Tarea: Copia el pasaje sobre Isabelle, comenzando por "Archivir fue su" y siguiendo hasta "turcos en general.". Sustituye "los jóvenes turcos" por "los oficiales otomanos".

Archivir fue su amante y su gran amor, pero no le correspondió en igual intensidad, dicen que atraído por una conjura de los jóvenes turcos contra el poder del sultán o simplemente interesado en los jóvenes turcos en general.

 

Más tarde, Isabelle se dirige a Marsella para reunirse con su hermano Agustín, que acaba de casarse con quien Isabelle llamará, no sin cierto desprecio, “la obrerita”.

 

 

La pasión del desierto

 

El casamiento de su hermano fue un golpe muy duro. "Estoy solo, escribe en su diario, como siempre he estado en todas partes, como lo estaré siempre en el gran universo, maravilloso y decepcionante".

 

Una vez en Marsella, acepta el encargo de la marquesa Mendes para investigar la muerte de su marido. ¡Volverá a Túnez! Se exalta: “Revestir lo antes posible la personalidad amada que, en realidad es la ‘verdadera’, y volver allá, al África, para reemprender mi vida...”.

 

Es entonces que Mahmoud Saadi recorrerá el Magreb montado en su caballo Suf, buscando compenetrarse cada vez más con el desierto, con el mundo árabe, con el Islam, a los que ve, todos, indisolublemente unidos, vueltos la misma cosa.

Datos del ejercicio:
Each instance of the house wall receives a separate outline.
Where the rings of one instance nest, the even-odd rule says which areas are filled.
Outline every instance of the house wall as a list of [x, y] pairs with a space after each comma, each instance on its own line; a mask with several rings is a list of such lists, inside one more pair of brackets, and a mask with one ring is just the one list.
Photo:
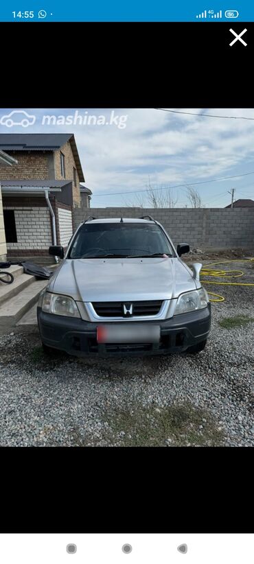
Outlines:
[[66, 247], [73, 234], [71, 211], [58, 208], [58, 221], [60, 244]]
[[4, 198], [3, 207], [3, 209], [14, 210], [16, 223], [17, 242], [7, 242], [8, 257], [48, 257], [52, 232], [49, 210], [45, 199]]
[[254, 249], [254, 208], [154, 209], [132, 207], [74, 209], [74, 226], [84, 217], [139, 218], [150, 215], [169, 233], [173, 243], [189, 244], [203, 250]]
[[[74, 206], [79, 207], [80, 205], [80, 178], [69, 141], [67, 141], [67, 143], [63, 145], [59, 150], [55, 151], [54, 154], [56, 180], [59, 180], [63, 179], [63, 177], [61, 175], [60, 152], [62, 152], [65, 157], [66, 179], [72, 181]], [[76, 169], [77, 186], [74, 186], [73, 167]]]
[[[1, 167], [0, 167], [1, 169]], [[6, 243], [4, 231], [3, 203], [0, 186], [0, 261], [5, 261], [6, 258]]]
[[73, 209], [71, 206], [57, 200], [52, 205], [56, 216], [57, 244], [66, 248], [73, 233]]
[[18, 163], [0, 167], [0, 180], [48, 180], [50, 152], [41, 151], [8, 151], [8, 154], [17, 159]]

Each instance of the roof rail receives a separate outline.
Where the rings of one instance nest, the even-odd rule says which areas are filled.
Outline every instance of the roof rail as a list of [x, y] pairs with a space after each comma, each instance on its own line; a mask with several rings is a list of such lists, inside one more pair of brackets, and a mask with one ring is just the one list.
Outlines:
[[86, 222], [91, 222], [92, 220], [97, 220], [97, 218], [94, 218], [93, 215], [89, 215], [86, 219], [84, 219], [84, 223], [86, 223]]
[[139, 218], [139, 220], [145, 220], [146, 218], [148, 218], [150, 222], [154, 222], [154, 223], [156, 223], [155, 220], [154, 218], [152, 218], [152, 215], [142, 215], [141, 218]]

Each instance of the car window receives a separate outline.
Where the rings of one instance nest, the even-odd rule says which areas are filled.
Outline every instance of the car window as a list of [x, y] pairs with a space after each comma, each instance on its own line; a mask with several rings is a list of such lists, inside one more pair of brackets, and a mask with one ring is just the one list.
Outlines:
[[156, 224], [84, 224], [68, 258], [97, 258], [106, 254], [124, 256], [167, 254], [175, 256], [163, 230]]

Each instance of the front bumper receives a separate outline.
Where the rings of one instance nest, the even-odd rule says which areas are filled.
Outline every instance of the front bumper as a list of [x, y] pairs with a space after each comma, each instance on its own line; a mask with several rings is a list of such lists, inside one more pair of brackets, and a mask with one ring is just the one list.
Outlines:
[[[125, 327], [133, 322], [135, 327], [150, 323], [159, 325], [161, 340], [158, 344], [98, 344], [96, 334], [100, 323], [46, 314], [41, 307], [37, 308], [37, 317], [43, 342], [71, 355], [101, 357], [163, 355], [184, 352], [189, 346], [207, 338], [211, 327], [211, 305], [208, 304], [204, 309], [175, 316], [160, 322], [123, 322]], [[118, 323], [122, 325], [121, 321]]]

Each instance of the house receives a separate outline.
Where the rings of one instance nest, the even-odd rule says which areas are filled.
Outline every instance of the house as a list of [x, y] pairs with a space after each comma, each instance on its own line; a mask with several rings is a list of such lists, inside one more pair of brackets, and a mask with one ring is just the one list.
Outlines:
[[[231, 204], [225, 206], [225, 208], [231, 208]], [[254, 200], [236, 200], [233, 204], [233, 208], [253, 208], [254, 207]]]
[[[48, 262], [50, 245], [67, 246], [80, 207], [84, 178], [74, 135], [0, 134], [0, 151], [15, 160], [0, 167], [7, 257]], [[89, 207], [91, 191], [84, 189]]]
[[[10, 167], [17, 163], [17, 161], [10, 156], [4, 151], [0, 151], [0, 167]], [[3, 222], [3, 202], [2, 196], [0, 186], [0, 261], [5, 261], [6, 259], [6, 240], [5, 232]]]
[[90, 207], [90, 200], [92, 193], [93, 192], [89, 188], [87, 188], [86, 186], [82, 186], [82, 184], [80, 184], [81, 207], [82, 208]]

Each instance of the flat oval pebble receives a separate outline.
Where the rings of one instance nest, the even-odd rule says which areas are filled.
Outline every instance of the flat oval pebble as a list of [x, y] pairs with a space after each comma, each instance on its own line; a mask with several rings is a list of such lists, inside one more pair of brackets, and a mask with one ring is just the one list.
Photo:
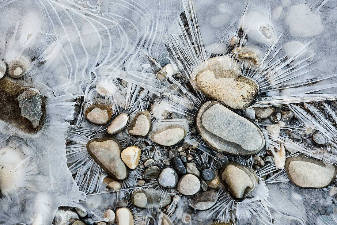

Respuesta:
Archivir fue su amante y su gran amor, pero no le correspondió en igual intensidad, dicen que atraído por una conjura de los oficiales otomanos contra el poder del sultán o simplemente interesado en los oficiales otomanos en general.